Second, the experiments of Shandong province prove that the EDCSTFN model outperforms other spatiotemporal fusion models. By applying the enhanced data strategy in the experiments, it can be seen that additional reference data do gain performance improvement in most cases, but the accuracy is also strongly influenced by the data quality. If one of the references is not in good quality, the result is even worse than prediction with one reference. In practice, it may be not always easy to collect source data with high quality for some areas. Our model supports both one and two data references no matter in training or prediction and allows limited existence of clouds and missing data, which shows the EDCSTFN model is quite flexible and has a fair fault-tolerant capacity.
Third, three deeplearningbased fusion models are compared and the EDCSTFN model achieves state-of-the-art results. Not only is the prediction accuracy improved considerably, but also the image sharpness and clarity is highly enhanced compared with the DCSTFN model. Moreover, the EDCSTFN model shows more robustness when handling poor-quality data compared with the StfNet. This is because the EDCSTFN model performs the fusion in abstract feature space, while StfNet does the fusion in the raw pixel space. If there are a small number of noisy pixels or missing values, the EDCSTFN decoder have partial ability to denoise prediction images and try to restore clean pixels. If the fusion process directly performed on pixels, then input noises definitely will be transmitted to prediction results.

Dataset records
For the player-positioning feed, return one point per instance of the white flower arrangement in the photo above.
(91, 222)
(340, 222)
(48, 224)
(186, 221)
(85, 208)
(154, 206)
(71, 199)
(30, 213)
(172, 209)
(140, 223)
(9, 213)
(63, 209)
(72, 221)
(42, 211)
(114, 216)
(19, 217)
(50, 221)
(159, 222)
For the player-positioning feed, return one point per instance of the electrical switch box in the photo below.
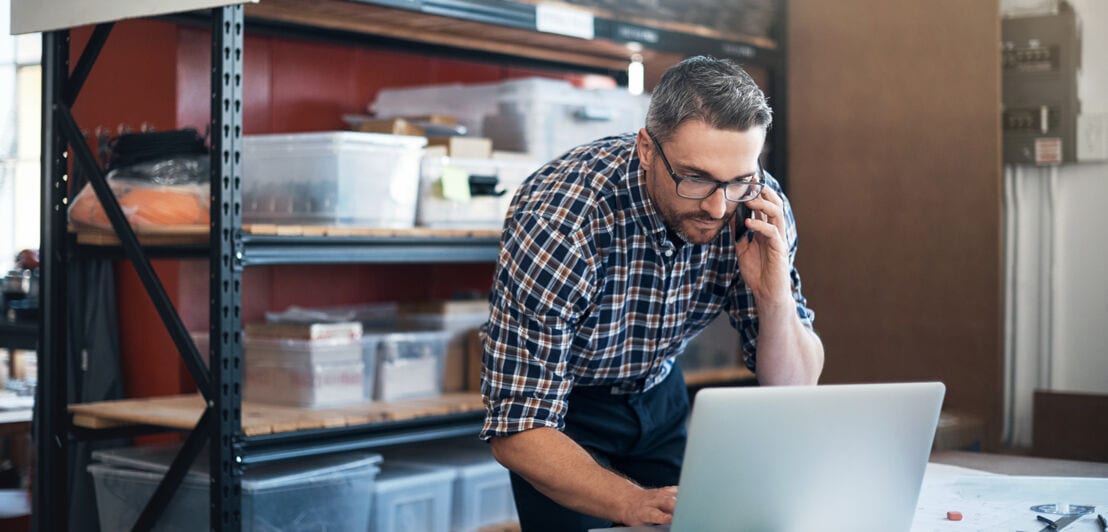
(1039, 58)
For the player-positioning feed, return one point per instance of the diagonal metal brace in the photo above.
(134, 253)
(177, 470)
(84, 64)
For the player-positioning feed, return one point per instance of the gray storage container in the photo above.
(410, 498)
(319, 493)
(482, 493)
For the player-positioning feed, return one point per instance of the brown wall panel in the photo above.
(895, 178)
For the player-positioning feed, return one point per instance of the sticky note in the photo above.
(455, 184)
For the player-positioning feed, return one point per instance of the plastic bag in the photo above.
(154, 193)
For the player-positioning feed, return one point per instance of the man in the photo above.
(612, 258)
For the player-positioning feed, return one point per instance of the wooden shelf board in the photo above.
(198, 234)
(410, 26)
(704, 377)
(183, 411)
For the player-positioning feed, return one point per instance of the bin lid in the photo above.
(157, 458)
(398, 474)
(468, 458)
(330, 139)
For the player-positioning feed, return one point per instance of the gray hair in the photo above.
(716, 91)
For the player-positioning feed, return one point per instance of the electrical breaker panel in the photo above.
(1039, 59)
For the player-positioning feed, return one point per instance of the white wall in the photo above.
(1080, 361)
(1056, 261)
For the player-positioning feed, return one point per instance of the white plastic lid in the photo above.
(397, 476)
(330, 139)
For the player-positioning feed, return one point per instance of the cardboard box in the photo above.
(458, 318)
(305, 331)
(473, 360)
(463, 146)
(393, 126)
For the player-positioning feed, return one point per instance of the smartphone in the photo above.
(740, 224)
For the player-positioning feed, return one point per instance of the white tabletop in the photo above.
(989, 501)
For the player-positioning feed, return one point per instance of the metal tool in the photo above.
(1059, 523)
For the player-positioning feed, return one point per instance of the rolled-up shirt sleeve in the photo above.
(741, 306)
(541, 289)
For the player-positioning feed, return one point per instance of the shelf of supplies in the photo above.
(717, 376)
(510, 28)
(373, 246)
(260, 419)
(269, 244)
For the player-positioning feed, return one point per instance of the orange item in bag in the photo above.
(145, 204)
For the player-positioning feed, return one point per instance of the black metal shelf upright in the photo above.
(219, 425)
(229, 251)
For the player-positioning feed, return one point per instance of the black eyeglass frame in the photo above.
(677, 178)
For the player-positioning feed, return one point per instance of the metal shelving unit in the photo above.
(229, 249)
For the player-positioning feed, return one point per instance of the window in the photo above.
(20, 132)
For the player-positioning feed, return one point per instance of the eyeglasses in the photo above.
(742, 190)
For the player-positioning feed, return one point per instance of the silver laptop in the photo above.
(844, 457)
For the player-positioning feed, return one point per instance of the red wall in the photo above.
(158, 73)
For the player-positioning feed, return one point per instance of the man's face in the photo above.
(697, 150)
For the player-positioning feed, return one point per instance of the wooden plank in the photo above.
(32, 16)
(151, 235)
(347, 16)
(171, 235)
(175, 411)
(96, 422)
(712, 376)
(183, 411)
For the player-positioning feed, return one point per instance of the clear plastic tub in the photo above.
(482, 489)
(483, 211)
(310, 374)
(545, 118)
(320, 493)
(410, 364)
(457, 318)
(331, 178)
(409, 498)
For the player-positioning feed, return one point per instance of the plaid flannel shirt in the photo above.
(590, 290)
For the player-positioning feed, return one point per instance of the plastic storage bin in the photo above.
(311, 374)
(409, 498)
(483, 208)
(468, 102)
(331, 178)
(546, 118)
(410, 364)
(457, 318)
(321, 493)
(482, 492)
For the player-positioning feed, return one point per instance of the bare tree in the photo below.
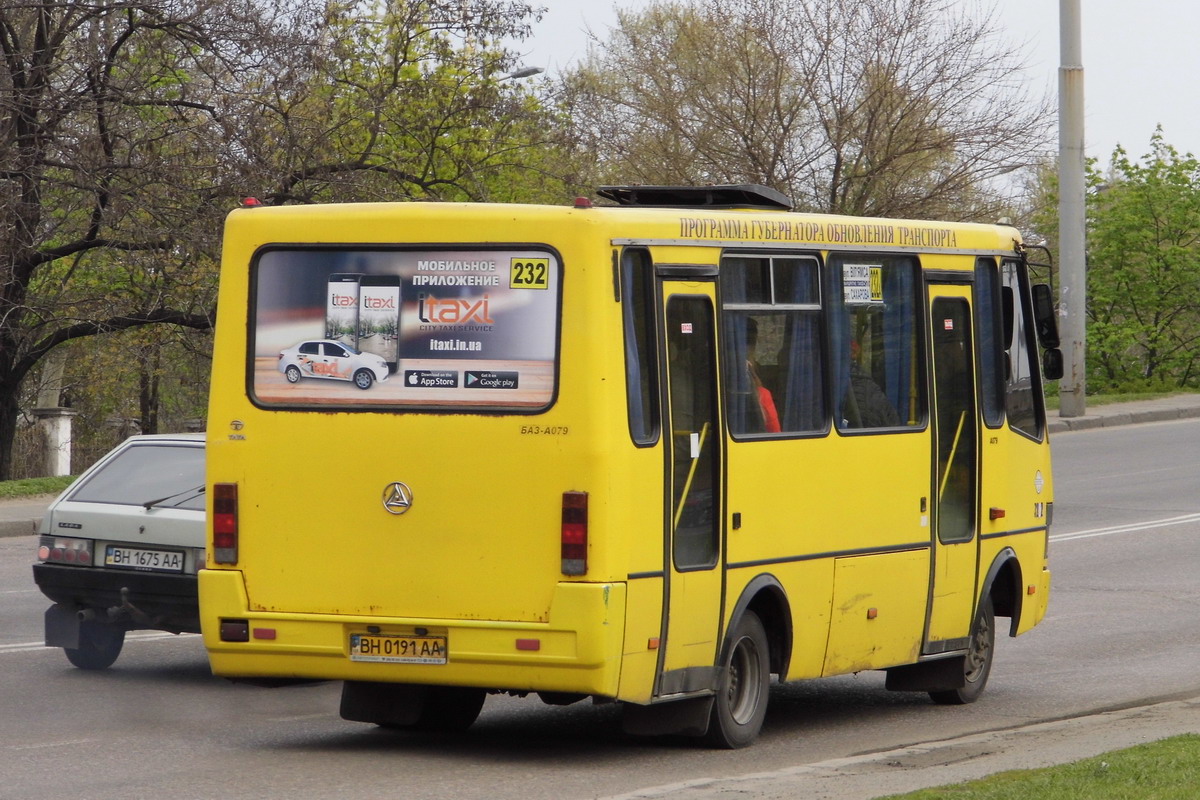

# [WHAT YOU NEED TO DO]
#1 According to the fusion model excerpt, in what space does the EDCSTFN model perform fusion?
#2 For each statement, say whether it agrees with the fusion model excerpt, and quote the words that decide it.
(a) The EDCSTFN model can use only one data reference during prediction.
(b) StfNet performs fusion in the raw pixel space.
(c) When one of two references is of poor quality, the result can be worse than a prediction made with a single reference.
#3 Carry on the fusion model excerpt, starting after its final sentence.

# [SOLVED PROBLEMS]
#1 In abstract feature space.

#2
(a) No. "Our model supports both one and two data references no matter in training or prediction"
(b) Yes. "while StfNet does the fusion in the raw pixel space"
(c) Yes. "If one of the references is not in good quality, the result is even worse than prediction with one reference."

#3
Despite the aforementioned improvements, there are still some inadequacies in our work. First, daily MODIS data should be further used for model validation. Second, the prediction accuracy for areas with significant ground changes during the reference and prediction needs to be tested in future work. Once sufficient qualified data are collected and reasonable comparative cases can be designed to perform advanced analysis.
In general, the research on spatiotemporal image fusion with a deep learning approach is still limited. This paper compares the basic ideas of the existing models to provide a reference for further study. First, the STFDCNN model is based on superresolution approach to gradually upsample HTLS images. The advantage of superresolutionbased models is that they can preserve the correctness of spectral information maximally. However, because of lacking the injection of high-frequency information with super-resolution, the output images turn to be somewhat blurry. Second, the StfNet model performs fusion in raw pixel level by learning pixel differences between reference and prediction. The advantage of this approach is that all the texture information can be preserved. However, since this type of method directly merges information with pixel values, input data in poor quality is unacceptable. If there are two reference data available, this limitation can be abated partially. But still, how to automatically select good-quality pixels from the two candidates becomes a problem. Third, the DCSTFN and EDCSTFN models perform fusion in a high-level abstract feature space level. This type of method turns to be less sensitive to input data quality than the second approach. Because information merges in a high-level feature space, the network can take full advantage of CNNs and be trained to automatically fix small input data errors.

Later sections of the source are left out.